• [Text segment]
Karl
Karl

Reputation: 329

how to grep and replace it multiple files and multiples elements on OS X

I use this grep command line on OS X.

grep -E 'Title|Amount|AwardID|FirstName|LastName| *.xml and the result is here:

<Title>ABC System</Title>
<Amount>50000</Amount>
<AwardID>1000</AwardID>
<FirstName>Name</FirstName>
<LastName>Thanks</LastName>

and now, I tried to use sed to replace strings and get things done. But it does not get things done.

What options should I use to get it.

sed -i "" 's/Title//g'

Results as a txt file:

ABC System, 50000, 100, Name, Thanks

Update

I can do it separately.

$ grep -E 'AwardID|AwardAmount|FirstName|LastName' 1433501.xml > test
$ sed -E '/AwardID|AwardAmount|FirstName|LastName/s/.*>([^<]+)<.*/\1/' test

43856 1433501 Faisal Hossain

$ sed -E '/AwardID|AwardAmount|FirstName|LastName/s/.*>([^<]+)<.*/\1/' test | paste -sd',' -

43856,1433501,Faisal,Hossain

but when I put xxx.xml -> *.xml, I need to put new line. What should I put?

[Point placement rows]
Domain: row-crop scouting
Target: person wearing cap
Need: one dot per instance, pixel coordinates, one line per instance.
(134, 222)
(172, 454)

• [Tasks and exercises]
1. Answer these about the grep and sed thread:
(a) What value appears between the Amount tags in the first grep output?
(b) What command is the sed output piped into so the values are joined with commas?
(c) Which file does the grep command under "Update" read?
2. Resume the grep and sed thread, starting right after its last question.

• [Expected answers]
1.
(a) 50000
(b) paste -sd',' -
(c) 1433501.xml

2.
Update

AwardTable

xml sel -t -v //AwardID -o , -v //AwardAmount -nl *.xml > AwardTable.csv

InvestigatorTable

xml sel -t     -v //AwardID  -m '//Investigator[RoleCode = "Principal Investigator"]' -o , -v FirstName -o , -v LastName  -b -o [PI]    -m '//Investigator[RoleCode = "Co-Principal Investigator"]' -o , -v FirstName -o , -v LastName  -b  -o [CoPI]   -nl *.xml

How should I get data for InvestigatorTable? How can I have following formats?

ID, Firstname, Lastname, Role
12345, FirstName, LastName, PI
12345, FirstName, LastName, Co-PI
12345, FirstName, LastName, Former-PI


xml sel -t     -v //AwardID -o , -v //AwardAmount     -m '//Investigator[RoleCode = "Principal Investigator"]' -o , -v FirstName -o , -v LastName -o [PI] -b     -m '//Investigator[RoleCode = "Former Principal Investigator"]' -o , -v FirstName -o , -v  LastName -o [FoPI]  -b     -m '//Investigator[RoleCode = "Co-Principal Investigator"]' -o , -v FirstName -o , -v LastName -o [CoPI] -b     -nl *.xml

I can get like this

1417948,93147,M. Lee,Allison[PI],Jennifer,Arrigo[CoPI],Cynthia,Chandler[CoPI],Kerstin,Lehnert[CoPI]
1417966,574209,Robb,Lindgren[PI]
1418062,253000,Julia,Coonrod[PI],Gary,Harrison[FoPI]

I can do it manually now but please help it for me.

Update

Please help me to get the results with structures

AwardID, FirstName, LastName, Role

Upvotes: 0

Views: 255

Answers (2)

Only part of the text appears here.